| What is asked |
Copy every one of the lines below word for word, with nothing added, dropped, or changed.

| Data extract |
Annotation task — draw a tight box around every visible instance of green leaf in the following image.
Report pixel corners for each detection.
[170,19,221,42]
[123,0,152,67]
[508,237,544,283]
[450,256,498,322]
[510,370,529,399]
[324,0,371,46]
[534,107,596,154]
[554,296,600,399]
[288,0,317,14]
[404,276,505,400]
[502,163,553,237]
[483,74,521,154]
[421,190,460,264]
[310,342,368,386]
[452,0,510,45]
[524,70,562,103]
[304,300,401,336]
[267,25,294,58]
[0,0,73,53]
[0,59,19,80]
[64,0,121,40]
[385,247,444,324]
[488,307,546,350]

| Right answer |
Annotation task — draw a tight box around every visible instance of green leaf in the following image.
Report pixel corners for each detection.
[170,19,221,42]
[123,0,152,67]
[508,237,544,283]
[450,256,498,322]
[510,370,529,399]
[324,0,371,46]
[534,107,596,154]
[554,296,600,399]
[288,0,317,14]
[404,276,505,400]
[502,163,553,237]
[483,74,521,154]
[421,190,460,264]
[310,342,368,386]
[452,0,510,45]
[524,70,562,103]
[304,300,401,336]
[267,25,294,58]
[0,0,73,53]
[0,59,19,80]
[64,0,121,40]
[385,247,444,324]
[488,307,546,350]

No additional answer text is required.